Copy the stretch of the passage on computer-aided mammogram reading that starts at "Based on the" and ends at "more effective treatment.", word for word.
(Beginning of Passage shown)
Human interpretation creates great susceptibility to a subjective assessment. That is why a second reading of a mammogram by a computerized technique can improve the results [16]. Therefore, in clinical use, the sensitivity of the detection of breast masses can be improved with the help of a system which acts like a second opinion, in order to reduce the possibility of missing any breast lesion difficult to be identified through a manual process [17]. An increased variability in terms of lesion shape, texture, and size represents a challenge for radiologists, because a lot of small breast masses can be missed. BI-RADS (Breast Imaging-Reporting and Data System) provides a standardized terminology for masses regarding shape (round/oval/irregular), margins (circumscribed/obscured/microlobulated/indistinct/spiculated), or density (high/equal/low or fat-containing) on mammograms [18]. The breast density can also pose a great challenge for radiologists. A high breast density is associated with an increased risk of proliferative lesions that may be considered precursors of breast cancer. The variations in breast tissue are reflected by the breast density [17, 19]. A high breast density can mask breast tumors, being a well-known fact that the sensitivity of MM is reduced in women with dense breasts [20]. In these cases, supplemental imaging or spot compression is necessary.

Given the total number of cases was only 559, the algorithm must be tested on a larger dataset in order to ensure its stability. With a larger dataset, the non-ductal class can also be divided into different subclasses like lobular, tubular, papillary, or medullary carcinoma, thus offering more information to the oncologist. In order to be taken into consideration for clinical use, AI algorithms need continuous studies and large amounts of data to be trained in order to improve and obtain a better performance. AI is considered to be a real opportunity for the improvement of medical fields, especially for radiology. Being trained continuously with increasing amounts of data, the algorithms manage to provide information about every abnormal finding, by extracting particular features which may or may not be detected by the naked eye. The tumor stage will still play a significant role in the overall survival rates, adjusting therapy decisions and surgical options [21]. The use of AI will inevitably find itself implemented in medical fields and distrust of this new technology will not stop its adherence in medical sciences.

Routine views in mammography exploration are bilateral CC and MLO views [22]. Similar with the necessity of the lateral view of the chest X-ray that complements the frontal view, the two images are needed to better understand the position of the object(s) of interest related to the surrounding context. As the images represent the plane projection of a 3-dimensional structure (volume) and overlapping components are hard to individualize, especially when the margins are superposed or when a much denser (intense) object covers other objects. Although the MLO view is the more important projection [23, 24] as it allows visualization of most breast tissue, we decided to only include the CC view in our study because the images are more homogenous compared to the MLO views which have a higher degree of variability as the axilla and pectoral muscles are included. Thus, the study has innate limitations, as the CC view cannot identify posterior breast lesions adjacent to the pectoral muscle. Nevertheless, the research does not aim tumor position, only tumor classification.

Conclusion

Based on the results, the proposed solution can be used as a non-invasive and highly accurate computer-aided system based on DL that can classify breast lesions based on changes identified on mammograms in the CC view. The proposed DL algorithm may be used as an objective first or second reader and as a support tool to accelerate radiologist’s processing time for examination in order to reduce the morbimortality of breast cancer and allow a faster and more effective treatment.
(End of Passage shown)
(Beginning of Information provided)
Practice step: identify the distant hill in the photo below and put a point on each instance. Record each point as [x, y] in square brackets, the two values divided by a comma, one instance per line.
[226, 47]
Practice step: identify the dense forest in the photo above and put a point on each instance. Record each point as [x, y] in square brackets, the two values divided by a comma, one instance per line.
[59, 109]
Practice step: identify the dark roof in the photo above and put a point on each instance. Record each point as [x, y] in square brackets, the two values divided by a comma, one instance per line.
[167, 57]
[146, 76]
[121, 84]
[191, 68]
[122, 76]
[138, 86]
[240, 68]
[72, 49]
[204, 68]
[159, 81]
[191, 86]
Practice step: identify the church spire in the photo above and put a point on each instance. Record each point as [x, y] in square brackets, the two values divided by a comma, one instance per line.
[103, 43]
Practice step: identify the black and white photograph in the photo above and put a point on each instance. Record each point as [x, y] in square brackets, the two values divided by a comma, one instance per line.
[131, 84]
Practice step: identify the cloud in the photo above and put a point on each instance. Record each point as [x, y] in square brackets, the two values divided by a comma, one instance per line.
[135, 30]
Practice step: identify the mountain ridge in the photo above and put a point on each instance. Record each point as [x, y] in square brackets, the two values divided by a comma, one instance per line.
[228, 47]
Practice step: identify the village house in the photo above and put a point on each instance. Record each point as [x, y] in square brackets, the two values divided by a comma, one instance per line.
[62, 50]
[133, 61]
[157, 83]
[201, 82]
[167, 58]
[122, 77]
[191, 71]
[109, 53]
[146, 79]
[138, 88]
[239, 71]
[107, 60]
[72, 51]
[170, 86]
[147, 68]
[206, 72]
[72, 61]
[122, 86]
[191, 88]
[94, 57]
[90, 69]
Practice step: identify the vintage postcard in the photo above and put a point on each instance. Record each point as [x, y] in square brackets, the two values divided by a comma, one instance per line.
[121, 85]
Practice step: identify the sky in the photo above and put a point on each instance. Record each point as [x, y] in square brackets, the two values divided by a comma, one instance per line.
(End of Information provided)
=== Answer to this exercise ===
Based on the results, the proposed solution can be used as a non-invasive and highly accurate computer-aided system based on DL that can classify breast lesions based on changes identified on mammograms in the CC view. The proposed DL algorithm may be used as an objective first or second reader and as a support tool to accelerate radiologist’s processing time for examination in order to reduce the morbimortality of breast cancer and allow a faster and more effective treatment.